(Shape labeling listing)
____

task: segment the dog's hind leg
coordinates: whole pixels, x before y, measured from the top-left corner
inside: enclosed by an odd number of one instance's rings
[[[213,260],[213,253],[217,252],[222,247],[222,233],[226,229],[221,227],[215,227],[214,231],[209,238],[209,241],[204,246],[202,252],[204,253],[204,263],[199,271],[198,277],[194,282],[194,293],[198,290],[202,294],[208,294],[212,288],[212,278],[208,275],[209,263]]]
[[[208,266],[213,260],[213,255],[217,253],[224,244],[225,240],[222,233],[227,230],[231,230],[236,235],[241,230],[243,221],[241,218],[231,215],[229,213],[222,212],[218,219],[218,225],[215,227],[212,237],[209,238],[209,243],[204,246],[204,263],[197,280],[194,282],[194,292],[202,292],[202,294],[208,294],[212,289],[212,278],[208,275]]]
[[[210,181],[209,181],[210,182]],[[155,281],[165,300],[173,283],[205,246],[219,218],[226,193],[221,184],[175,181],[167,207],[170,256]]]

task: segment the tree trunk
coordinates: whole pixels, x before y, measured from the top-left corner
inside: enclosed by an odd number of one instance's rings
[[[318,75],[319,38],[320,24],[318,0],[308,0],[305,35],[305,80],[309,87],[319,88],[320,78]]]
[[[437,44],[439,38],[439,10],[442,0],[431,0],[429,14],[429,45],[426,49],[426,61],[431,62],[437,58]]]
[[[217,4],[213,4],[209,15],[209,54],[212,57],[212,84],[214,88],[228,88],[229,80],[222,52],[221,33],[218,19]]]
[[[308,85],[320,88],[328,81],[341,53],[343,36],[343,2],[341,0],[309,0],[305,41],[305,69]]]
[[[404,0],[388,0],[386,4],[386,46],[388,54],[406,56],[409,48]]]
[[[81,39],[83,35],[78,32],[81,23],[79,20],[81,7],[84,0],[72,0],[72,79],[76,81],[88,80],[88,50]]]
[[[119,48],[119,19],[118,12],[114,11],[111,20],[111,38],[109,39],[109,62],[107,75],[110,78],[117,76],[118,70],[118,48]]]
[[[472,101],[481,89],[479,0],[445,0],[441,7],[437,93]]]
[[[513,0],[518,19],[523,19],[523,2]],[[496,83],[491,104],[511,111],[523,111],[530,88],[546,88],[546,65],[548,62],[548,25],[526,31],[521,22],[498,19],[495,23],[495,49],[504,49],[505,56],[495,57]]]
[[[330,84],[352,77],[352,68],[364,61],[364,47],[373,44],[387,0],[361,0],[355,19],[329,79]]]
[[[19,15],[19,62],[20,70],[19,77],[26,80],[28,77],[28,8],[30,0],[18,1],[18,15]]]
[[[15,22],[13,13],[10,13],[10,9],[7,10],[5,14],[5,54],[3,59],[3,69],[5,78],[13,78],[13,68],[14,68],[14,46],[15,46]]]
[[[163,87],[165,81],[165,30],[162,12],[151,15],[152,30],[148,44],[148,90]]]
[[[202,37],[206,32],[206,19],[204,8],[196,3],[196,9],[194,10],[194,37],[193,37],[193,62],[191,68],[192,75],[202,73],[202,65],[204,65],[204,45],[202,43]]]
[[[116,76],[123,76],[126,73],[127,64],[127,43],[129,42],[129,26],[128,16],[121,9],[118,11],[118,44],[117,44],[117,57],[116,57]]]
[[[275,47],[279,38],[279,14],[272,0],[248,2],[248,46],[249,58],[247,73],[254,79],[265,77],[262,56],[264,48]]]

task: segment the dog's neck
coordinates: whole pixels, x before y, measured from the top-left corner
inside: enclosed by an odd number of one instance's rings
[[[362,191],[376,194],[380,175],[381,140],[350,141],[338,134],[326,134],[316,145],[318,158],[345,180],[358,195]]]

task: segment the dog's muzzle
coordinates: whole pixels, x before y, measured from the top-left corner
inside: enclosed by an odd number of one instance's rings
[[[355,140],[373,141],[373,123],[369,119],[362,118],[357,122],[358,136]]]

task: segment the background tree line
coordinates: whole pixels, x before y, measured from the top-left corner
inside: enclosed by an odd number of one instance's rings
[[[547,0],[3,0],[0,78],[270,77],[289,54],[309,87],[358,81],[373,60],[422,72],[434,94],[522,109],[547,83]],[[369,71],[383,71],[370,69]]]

____

■ TASK TO CARRY OUT
Copy the lines of the listing word for word, starting at the line that contains "task: segment the dog's muzzle" and ending at the last line of the listing.

■ RESPONSE
task: segment the dog's muzzle
coordinates: whole pixels, x before y, measured from the top-left corner
inside: enclosed by an odd number of one instance's rings
[[[355,140],[373,141],[373,123],[369,119],[362,118],[357,122],[358,136]]]

task: segment the background tree line
coordinates: whole pixels, x before y, measured from the top-left corner
inside: enclosed by an odd number of one instance's rings
[[[547,0],[3,0],[0,78],[270,77],[289,54],[309,87],[358,81],[373,60],[422,72],[434,94],[522,109],[547,83]],[[369,71],[383,71],[370,69]]]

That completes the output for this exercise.